• **Given exercise**
Reproduce every one of the entries below word for word, with each line and line break unchanged.

• **Entries supplied**

====

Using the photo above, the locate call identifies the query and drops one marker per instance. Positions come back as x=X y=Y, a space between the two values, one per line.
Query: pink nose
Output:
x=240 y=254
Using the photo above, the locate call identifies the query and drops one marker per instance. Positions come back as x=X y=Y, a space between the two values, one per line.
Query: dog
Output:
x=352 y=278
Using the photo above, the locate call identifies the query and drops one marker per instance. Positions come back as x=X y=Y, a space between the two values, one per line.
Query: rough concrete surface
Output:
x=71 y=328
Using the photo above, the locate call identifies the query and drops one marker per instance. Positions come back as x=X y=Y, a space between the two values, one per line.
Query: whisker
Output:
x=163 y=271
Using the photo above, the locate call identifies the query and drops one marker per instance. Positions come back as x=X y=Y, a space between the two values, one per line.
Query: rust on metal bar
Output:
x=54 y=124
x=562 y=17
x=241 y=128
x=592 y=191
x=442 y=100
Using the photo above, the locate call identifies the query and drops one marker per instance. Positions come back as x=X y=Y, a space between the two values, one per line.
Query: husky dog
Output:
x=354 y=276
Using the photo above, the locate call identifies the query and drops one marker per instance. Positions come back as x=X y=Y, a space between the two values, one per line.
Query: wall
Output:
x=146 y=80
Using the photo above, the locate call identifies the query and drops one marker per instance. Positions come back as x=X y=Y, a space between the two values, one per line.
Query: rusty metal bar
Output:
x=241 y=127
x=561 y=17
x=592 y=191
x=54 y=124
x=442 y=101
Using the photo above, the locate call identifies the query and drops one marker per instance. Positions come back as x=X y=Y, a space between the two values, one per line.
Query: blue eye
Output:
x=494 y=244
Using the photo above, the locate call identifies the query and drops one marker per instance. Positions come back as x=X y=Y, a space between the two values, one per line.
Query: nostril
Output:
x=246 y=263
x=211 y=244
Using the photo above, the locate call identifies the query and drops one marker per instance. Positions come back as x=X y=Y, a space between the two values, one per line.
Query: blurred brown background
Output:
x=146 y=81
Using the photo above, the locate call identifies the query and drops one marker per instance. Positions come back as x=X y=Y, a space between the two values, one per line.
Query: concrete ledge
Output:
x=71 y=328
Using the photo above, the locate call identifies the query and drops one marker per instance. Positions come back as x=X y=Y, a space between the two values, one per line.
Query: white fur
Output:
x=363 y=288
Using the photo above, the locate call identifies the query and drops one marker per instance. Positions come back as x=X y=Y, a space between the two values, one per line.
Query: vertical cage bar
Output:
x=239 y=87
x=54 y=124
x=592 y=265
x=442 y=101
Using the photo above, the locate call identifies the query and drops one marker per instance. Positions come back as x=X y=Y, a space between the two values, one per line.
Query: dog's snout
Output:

====

• **Result of this exercise**
Using the photo above, the locate call identifies the query and drops one marker per instance. Positions come back as x=X y=Y, a space between the two values, one per line.
Query: pink nose
Output:
x=240 y=254
Using the photo above, the locate call identifies the query and drops one marker per instance. Positions come back as x=X y=Y, a space between the two values, one per line.
Query: dog
Output:
x=352 y=278
Using the photo above, the locate call identifies the query and drops one marker per instance. Positions come back as x=X y=Y, a space between the two values, one per line.
Query: rough concrete surface
Output:
x=71 y=328
Using the photo above, the locate call identifies the query and drops one marker per instance. Positions come back as x=X y=Y, a space between the two values, one per line.
Query: whisker
Output:
x=163 y=271
Using the photo above, the locate call identifies the query and drops one marker per instance. Positions come back as x=X y=Y, a space between the two values, one per line.
Query: rust on metal bar
Output:
x=54 y=124
x=562 y=17
x=241 y=128
x=592 y=191
x=442 y=100
Using the photo above, the locate call identifies the query and drops one marker per instance. Positions come back as x=X y=Y, a space between the two values, one per line.
Query: husky dog
Output:
x=354 y=276
Using the photo above, the locate call identifies the query and drops one marker per instance. Positions come back as x=X y=Y, a space between the two values, one per line.
Query: wall
Output:
x=146 y=80
Using the photo above, the locate call identifies the query and drops one marker per instance. Positions come back as x=X y=Y, a space between the two values, one per line.
Query: rusty metal bar
Output:
x=241 y=127
x=561 y=17
x=592 y=191
x=54 y=124
x=442 y=101
Using the photo above, the locate call identifies the query and drops one marker per instance. Positions come back as x=X y=Y, a space between the two values, one per line.
Query: blue eye
Output:
x=494 y=244
Using the photo above, the locate call identifies the query and drops one marker per instance. Positions come back as x=X y=Y, a space between the two values, one per line.
Query: nostril
Output:
x=246 y=263
x=211 y=244
Using the photo above, the locate call identifies the query and drops one marker per instance. Positions come back as x=X y=Y, a space between the two values, one per line.
Query: blurred brown background
Output:
x=146 y=81
Using the photo above, the locate call identifies the query and drops one marker per instance. Positions come back as x=X y=Y, a space between the two values, one per line.
Query: concrete ledge
Output:
x=71 y=328
Using the photo above, the locate call identifies the query and drops one marker per instance. Positions come back as x=X y=Y, a space between the two values, one per line.
Query: white fur
Output:
x=363 y=288
Using the photo above, the locate call identifies the query and drops one marker per instance. Positions come back as x=X y=Y, a space between the two values, one per line.
Query: vertical cage bar
Output:
x=239 y=87
x=54 y=124
x=592 y=265
x=442 y=101
Using the photo above, the locate call identifies the query and drops one marker per instance. Positions come back as x=X y=Y, a space between the two values, one per line.
Query: dog's snout
Output:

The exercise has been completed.